= BRIEF =
State the price of the Capacitance Electronic Disc version in the text about the Workout video.

= EXTRACT =
....

1982 RCA SelectaVision Capacitance Electronic Disc label

The Workout video was released on April 24, 1982, at the price of $59.95 for the video tape, . Karl Home Video released the video tape, and three months later RCA Video Productions issued the workout on Capacitance Electronic Disc (CED), a vinyl video format, selling for $24.98; less than half the cost of the tape. Galanty was listed as producer. Joe Chemay and John Hobbs composed Fonda's original theme music for the video; the two had worked together on Chemay's 1981 R&B-pop album The Riper the Finer. The RCA SelectaVision version of the video offered two audio channels, one with Fonda's verbal instruction, and the other with monaural music. The consumer would normally listen to both at once, but after they had memorized the routine, they could listen to the music by itself. Fonda's Workout appeared on the video sales chart of Billboard magazine on May 22, 1982, entering at number 23. The video rose up the chart to the number 4 position on June 19, and from that point, stayed at number 4 and above for three years. During 1982–1985, the video topped the chart for a total of forty-one weeks, dipping to number 2 for seventy-five weeks. At that time, no other video came close to this level of sales performance. Workout was the first non-theatrical home video release to top sales charts.

Fonda herself prevented the Workout video from racking up better chart statistics, as she was competing against it through the home video release of her film On Golden Pond (1981) which was number 1 for fifteen weeks in 1982. Three years later, Fonda charted with the home video release of We Are the World: The Video Event which she narrated. We Are the World hit number 1 in August 1985, edging the Workout video down to number 2. Many of Fonda's later videos in the workout series also charted: in February 1985, three at once were in the Top Ten of Billboards chart. Billboard magazine featured Fonda on the cover at the end of August 1985, describing her "video victory" and carrying articles about the actress, the exercise series, and the surprising sales juggernaut. Many buyers of the exercise video also required a playback device, boosting sales of VCRs. These new VCRs contributed to a general surge in home video popularity during the 1980s, extending far beyond Fonda's Workout. By 1985, about one-third of American households owned a VCR, up from 2.5 percent in 1980.

....

= PROVIDED RECORDS =
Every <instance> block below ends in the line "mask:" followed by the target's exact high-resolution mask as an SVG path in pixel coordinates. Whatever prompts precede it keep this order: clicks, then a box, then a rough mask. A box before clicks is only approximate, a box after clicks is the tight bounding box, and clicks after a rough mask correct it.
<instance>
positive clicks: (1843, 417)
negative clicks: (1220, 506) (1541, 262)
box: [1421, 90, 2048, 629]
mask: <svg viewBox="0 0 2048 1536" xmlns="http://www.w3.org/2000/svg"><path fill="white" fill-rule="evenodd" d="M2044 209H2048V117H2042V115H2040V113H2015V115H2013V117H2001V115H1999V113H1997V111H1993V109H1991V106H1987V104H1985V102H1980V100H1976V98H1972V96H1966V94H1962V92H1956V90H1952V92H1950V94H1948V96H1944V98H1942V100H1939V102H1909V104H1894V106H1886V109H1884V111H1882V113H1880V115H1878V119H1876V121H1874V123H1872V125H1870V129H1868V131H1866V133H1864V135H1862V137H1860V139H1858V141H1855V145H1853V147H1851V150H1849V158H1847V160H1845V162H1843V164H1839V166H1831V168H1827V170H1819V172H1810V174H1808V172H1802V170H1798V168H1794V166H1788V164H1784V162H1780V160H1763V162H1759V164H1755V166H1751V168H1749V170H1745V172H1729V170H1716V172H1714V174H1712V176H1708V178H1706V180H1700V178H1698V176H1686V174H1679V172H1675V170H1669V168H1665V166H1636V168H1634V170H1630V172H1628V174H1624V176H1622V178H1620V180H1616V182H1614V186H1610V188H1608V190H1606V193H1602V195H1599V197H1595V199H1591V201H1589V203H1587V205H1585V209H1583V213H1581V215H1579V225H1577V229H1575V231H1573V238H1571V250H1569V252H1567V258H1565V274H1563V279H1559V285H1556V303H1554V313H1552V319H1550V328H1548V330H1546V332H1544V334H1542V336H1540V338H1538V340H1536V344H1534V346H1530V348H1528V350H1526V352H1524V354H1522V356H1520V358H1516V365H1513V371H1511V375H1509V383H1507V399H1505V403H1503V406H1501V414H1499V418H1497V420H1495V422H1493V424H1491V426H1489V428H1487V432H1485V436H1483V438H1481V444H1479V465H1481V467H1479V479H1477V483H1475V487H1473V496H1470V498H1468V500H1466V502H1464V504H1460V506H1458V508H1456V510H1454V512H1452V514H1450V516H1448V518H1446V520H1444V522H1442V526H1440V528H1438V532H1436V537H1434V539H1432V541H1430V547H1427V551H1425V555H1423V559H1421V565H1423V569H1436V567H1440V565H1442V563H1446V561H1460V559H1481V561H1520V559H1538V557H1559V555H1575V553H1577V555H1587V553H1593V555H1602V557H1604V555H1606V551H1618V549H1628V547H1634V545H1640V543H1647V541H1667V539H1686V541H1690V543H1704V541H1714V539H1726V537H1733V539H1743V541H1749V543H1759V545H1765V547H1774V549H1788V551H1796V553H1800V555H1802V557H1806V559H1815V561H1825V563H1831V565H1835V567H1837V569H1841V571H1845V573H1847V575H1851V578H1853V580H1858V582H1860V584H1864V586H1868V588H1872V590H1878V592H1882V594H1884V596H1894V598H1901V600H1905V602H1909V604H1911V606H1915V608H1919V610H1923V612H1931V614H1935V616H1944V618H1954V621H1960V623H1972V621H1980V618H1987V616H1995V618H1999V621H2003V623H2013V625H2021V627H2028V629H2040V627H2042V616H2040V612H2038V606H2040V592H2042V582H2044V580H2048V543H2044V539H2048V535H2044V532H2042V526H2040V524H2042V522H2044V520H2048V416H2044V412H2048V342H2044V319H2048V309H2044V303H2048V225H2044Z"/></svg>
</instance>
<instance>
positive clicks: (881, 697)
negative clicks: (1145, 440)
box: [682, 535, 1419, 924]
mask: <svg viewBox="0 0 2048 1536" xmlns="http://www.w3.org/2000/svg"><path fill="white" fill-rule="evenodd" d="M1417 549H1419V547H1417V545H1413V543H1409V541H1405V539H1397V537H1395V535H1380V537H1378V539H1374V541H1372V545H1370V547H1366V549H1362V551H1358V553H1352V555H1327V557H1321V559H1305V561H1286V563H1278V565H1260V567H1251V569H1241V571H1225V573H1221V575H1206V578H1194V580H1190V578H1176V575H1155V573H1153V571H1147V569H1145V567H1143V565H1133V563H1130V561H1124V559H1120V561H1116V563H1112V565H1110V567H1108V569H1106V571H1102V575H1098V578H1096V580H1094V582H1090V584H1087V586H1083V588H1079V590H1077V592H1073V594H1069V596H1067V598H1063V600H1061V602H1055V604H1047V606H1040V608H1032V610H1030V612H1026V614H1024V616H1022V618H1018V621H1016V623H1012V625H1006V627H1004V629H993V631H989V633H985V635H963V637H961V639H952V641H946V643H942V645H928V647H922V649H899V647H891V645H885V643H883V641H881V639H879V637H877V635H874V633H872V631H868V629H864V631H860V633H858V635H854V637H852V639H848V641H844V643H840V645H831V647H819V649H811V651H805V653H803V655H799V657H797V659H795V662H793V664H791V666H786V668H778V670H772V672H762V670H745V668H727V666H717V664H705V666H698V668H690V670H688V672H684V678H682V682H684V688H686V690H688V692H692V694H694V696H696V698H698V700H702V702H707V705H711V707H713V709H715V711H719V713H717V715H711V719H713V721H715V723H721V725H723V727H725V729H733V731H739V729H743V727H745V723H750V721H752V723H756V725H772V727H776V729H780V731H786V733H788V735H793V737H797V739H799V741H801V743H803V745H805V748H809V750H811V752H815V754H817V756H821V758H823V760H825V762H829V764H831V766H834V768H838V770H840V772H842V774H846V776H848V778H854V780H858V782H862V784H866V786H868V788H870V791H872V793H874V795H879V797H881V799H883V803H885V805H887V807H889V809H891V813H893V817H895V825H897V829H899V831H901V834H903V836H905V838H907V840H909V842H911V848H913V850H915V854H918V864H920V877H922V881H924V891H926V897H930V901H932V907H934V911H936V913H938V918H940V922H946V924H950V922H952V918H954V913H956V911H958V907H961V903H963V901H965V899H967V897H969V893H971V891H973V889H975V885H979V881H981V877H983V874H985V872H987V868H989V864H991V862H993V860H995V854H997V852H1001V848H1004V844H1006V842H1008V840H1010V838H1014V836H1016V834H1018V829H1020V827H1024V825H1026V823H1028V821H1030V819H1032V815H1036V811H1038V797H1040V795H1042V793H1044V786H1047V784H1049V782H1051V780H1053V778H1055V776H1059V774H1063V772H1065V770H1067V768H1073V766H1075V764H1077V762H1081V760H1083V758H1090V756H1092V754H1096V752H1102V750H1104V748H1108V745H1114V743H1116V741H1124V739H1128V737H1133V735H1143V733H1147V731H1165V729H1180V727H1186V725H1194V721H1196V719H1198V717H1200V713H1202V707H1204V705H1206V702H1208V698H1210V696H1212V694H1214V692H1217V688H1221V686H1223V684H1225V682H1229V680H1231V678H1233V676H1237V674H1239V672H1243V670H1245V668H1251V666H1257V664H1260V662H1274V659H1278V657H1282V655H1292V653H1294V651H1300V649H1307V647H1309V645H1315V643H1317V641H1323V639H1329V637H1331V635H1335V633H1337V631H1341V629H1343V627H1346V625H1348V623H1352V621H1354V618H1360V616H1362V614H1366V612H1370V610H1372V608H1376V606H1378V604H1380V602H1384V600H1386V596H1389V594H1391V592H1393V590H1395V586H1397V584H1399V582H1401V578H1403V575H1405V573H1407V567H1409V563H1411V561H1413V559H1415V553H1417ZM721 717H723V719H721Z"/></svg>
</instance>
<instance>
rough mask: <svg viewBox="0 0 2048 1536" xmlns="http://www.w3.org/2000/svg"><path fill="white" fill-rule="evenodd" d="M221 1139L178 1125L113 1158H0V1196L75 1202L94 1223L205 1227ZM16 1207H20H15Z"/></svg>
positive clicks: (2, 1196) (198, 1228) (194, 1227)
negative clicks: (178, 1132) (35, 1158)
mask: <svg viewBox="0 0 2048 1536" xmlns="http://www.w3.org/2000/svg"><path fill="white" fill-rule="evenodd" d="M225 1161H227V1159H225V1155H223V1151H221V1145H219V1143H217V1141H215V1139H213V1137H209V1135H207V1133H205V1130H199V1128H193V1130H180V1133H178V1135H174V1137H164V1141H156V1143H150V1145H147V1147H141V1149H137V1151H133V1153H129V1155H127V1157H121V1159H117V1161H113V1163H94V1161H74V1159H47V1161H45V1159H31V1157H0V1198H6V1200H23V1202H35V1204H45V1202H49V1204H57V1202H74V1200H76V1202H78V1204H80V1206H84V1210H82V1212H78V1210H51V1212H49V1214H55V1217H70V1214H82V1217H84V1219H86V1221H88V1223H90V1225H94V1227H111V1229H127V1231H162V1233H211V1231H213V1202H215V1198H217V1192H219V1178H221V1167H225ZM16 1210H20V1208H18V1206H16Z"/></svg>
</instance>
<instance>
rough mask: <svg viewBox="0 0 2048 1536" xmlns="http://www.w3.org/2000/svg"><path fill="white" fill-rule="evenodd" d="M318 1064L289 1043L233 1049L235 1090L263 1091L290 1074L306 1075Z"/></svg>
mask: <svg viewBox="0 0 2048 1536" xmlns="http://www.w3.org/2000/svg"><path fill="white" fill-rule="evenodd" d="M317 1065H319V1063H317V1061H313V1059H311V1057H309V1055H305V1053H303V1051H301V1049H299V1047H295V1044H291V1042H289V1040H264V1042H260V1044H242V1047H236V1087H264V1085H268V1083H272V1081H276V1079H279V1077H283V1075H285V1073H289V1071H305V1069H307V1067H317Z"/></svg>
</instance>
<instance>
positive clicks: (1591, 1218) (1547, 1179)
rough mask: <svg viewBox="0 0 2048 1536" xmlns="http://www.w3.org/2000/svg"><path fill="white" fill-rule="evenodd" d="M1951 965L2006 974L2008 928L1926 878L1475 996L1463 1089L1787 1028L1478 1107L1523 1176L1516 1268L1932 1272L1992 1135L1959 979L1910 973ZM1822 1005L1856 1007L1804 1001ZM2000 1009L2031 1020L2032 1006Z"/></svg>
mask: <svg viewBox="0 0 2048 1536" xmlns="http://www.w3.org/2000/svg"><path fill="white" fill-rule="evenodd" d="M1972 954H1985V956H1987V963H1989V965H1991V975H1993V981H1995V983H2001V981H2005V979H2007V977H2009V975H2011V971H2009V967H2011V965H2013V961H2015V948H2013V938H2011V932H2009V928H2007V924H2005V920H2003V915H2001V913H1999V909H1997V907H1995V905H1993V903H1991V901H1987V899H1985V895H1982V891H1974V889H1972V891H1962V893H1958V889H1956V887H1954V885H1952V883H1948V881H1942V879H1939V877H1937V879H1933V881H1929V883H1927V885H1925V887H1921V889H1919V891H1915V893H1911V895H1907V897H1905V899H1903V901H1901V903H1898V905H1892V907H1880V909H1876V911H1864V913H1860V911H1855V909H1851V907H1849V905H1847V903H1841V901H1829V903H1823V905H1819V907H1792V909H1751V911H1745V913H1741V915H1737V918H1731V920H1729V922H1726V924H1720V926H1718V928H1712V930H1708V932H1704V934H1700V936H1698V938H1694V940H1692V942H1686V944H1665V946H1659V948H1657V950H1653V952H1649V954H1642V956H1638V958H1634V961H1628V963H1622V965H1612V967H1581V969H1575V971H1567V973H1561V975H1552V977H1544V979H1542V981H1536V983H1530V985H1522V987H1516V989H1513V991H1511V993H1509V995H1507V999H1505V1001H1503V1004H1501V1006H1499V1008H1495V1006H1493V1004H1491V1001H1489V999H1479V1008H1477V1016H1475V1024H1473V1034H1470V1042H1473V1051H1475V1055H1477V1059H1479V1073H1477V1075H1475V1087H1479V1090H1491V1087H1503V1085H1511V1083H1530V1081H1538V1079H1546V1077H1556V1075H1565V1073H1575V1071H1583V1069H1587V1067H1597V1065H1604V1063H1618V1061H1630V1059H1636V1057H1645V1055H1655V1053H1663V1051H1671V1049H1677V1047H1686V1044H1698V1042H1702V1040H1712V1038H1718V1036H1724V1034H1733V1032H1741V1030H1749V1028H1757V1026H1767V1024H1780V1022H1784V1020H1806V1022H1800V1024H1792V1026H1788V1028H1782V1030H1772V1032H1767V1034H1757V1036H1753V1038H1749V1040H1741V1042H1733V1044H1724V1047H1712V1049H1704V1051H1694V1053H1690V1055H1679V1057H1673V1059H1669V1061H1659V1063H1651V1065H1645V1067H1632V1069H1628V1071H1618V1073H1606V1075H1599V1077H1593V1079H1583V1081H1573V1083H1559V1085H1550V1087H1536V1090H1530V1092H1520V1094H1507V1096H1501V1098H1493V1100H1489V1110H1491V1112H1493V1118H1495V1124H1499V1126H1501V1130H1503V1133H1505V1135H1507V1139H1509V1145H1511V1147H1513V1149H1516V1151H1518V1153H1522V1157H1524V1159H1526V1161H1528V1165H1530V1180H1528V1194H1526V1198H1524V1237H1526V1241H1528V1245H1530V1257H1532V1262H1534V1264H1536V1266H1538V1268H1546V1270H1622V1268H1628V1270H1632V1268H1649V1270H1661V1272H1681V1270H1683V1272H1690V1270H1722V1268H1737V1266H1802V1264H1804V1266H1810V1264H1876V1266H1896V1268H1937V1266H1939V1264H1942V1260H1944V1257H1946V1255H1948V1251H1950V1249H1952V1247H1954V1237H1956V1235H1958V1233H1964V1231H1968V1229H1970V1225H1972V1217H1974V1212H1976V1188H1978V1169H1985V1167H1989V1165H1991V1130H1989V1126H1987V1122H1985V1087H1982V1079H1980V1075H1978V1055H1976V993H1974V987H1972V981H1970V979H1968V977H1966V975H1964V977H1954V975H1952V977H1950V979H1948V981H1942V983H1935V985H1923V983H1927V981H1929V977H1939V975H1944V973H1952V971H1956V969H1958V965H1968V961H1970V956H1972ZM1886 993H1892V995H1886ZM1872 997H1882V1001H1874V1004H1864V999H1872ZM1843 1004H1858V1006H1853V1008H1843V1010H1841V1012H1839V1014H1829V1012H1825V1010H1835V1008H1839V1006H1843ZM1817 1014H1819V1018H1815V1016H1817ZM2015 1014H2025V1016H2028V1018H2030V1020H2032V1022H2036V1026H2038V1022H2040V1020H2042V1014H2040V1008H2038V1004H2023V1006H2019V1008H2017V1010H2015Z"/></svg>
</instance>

....

= TASK OUTPUT =
$24.98